SIENA - A fine giugno gli anni saranno 39, ma diteci un po’ se li dimostra un giocatore che con 21,4 punti di media è il secondo marcatore del campionato dietro a Monroe. Mario Boni sta guidando la “sua” Roseto, di cui è leader e capitano, fuori dalla lotta per la salvezza. Anzi oltre... “Dopo la vittoria di domenica scorsa siamo più tranquilli. L’obiettivo è il dodicesimo posto, per entrare nei playoff”. Preoccupato per il movimento della pallacanestro, si diverte a giocare ma sembra non amare molto la “Babele” che è diventata il campionato italiano, di cui comunque Roseto è una delle più grandi esponenti, situazione che in Abruzzo ha portato al cambio dell’allenatore. “Impaloni ha avuto subito il gradimento della squadra, è carismatico e sa il fatto suo. Anche Cavina, però c’era da cambiare qualcosa. Impaloni ha dato più tranquillità al gruppo”.

════════════════════

**Problema breve A:** Conta le righe qui sotto in cui compare la parola "sign" e scrivi soltanto il numero.

════════════════════

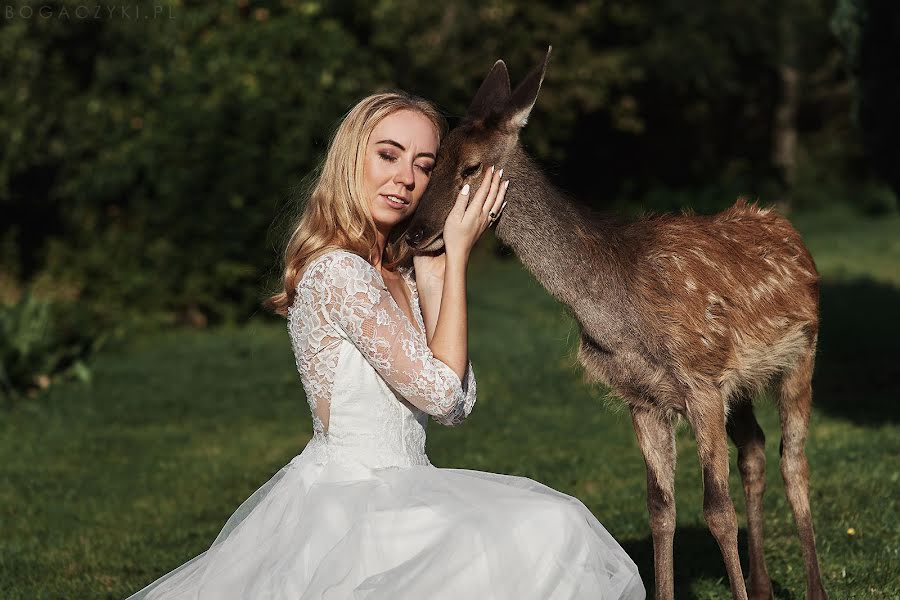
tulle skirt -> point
(321, 529)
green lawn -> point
(104, 488)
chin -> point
(432, 247)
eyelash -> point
(391, 158)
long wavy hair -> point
(336, 213)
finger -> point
(478, 199)
(494, 210)
(496, 183)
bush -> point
(39, 340)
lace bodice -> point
(370, 379)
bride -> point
(380, 340)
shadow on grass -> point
(856, 375)
(696, 556)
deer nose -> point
(414, 236)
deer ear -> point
(493, 93)
(522, 100)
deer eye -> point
(470, 170)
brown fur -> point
(681, 315)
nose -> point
(414, 236)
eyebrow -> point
(399, 145)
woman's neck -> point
(381, 237)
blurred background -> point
(153, 158)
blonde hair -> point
(336, 213)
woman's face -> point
(400, 156)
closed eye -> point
(470, 170)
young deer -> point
(681, 315)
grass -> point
(104, 488)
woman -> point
(361, 512)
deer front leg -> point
(706, 413)
(656, 437)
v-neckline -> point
(416, 321)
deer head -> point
(489, 135)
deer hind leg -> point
(656, 437)
(750, 441)
(795, 404)
(706, 413)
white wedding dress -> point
(361, 512)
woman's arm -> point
(429, 271)
(466, 222)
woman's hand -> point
(429, 269)
(469, 218)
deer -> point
(682, 316)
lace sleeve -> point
(350, 292)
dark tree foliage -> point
(870, 33)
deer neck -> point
(553, 238)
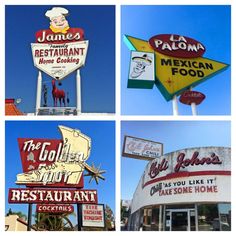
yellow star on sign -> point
(183, 72)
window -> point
(225, 216)
(208, 218)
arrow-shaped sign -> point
(174, 75)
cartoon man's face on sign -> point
(58, 22)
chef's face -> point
(59, 22)
(139, 68)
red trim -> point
(187, 174)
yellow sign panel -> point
(174, 75)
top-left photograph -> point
(59, 60)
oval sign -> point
(177, 46)
(189, 97)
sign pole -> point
(175, 106)
(39, 90)
(29, 217)
(79, 216)
(194, 107)
(78, 91)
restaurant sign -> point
(177, 46)
(179, 64)
(141, 148)
(59, 50)
(57, 163)
(54, 208)
(59, 60)
(93, 215)
(29, 195)
(186, 176)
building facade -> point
(185, 190)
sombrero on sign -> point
(144, 59)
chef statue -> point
(58, 22)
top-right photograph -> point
(175, 60)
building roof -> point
(11, 109)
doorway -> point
(180, 220)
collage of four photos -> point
(69, 134)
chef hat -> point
(56, 11)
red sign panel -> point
(49, 37)
(189, 97)
(52, 208)
(51, 196)
(177, 46)
(38, 153)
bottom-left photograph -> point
(59, 175)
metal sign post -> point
(78, 91)
(39, 90)
(175, 106)
(29, 217)
(79, 216)
(193, 106)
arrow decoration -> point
(94, 172)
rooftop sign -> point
(141, 148)
(19, 195)
(190, 175)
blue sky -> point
(208, 24)
(98, 74)
(174, 135)
(102, 134)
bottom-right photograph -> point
(176, 176)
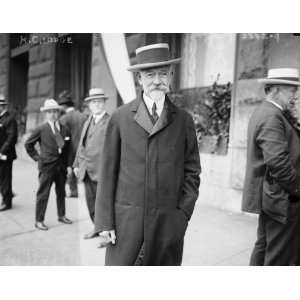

════════════════════

**Problema breve B:** Prosegui l'articolo su Mario Boni e Roseto a partire dalla sua ultima frase.

**Risposta corretta A:** 11

**Risposta corretta B:**
La sua forza è sempre stata la grinta, la combattività, il carattere. Proprio il carattere però lo ha portato a suscitare le “antipatie” di molti palasport, su tutti quello di Siena. Boni non si tira indietro, raccoglie la sfida, però sottolinea che con la maglia di Montecatini la vera rivalità era quella con Pistoia. Ci tiene molto comunque a fare una bella figura domenica al PalaSclavo, e conoscendolo c’è da scommettere che sarà un grande protagonista del match contro la Mens Sana.
Durante la vicenda doping disse: “Tornerò più forte di prima”. Passano gli anni, siamo quasi a 39, e ormai si può dire che aveva ragione visto che è sempre protagonista.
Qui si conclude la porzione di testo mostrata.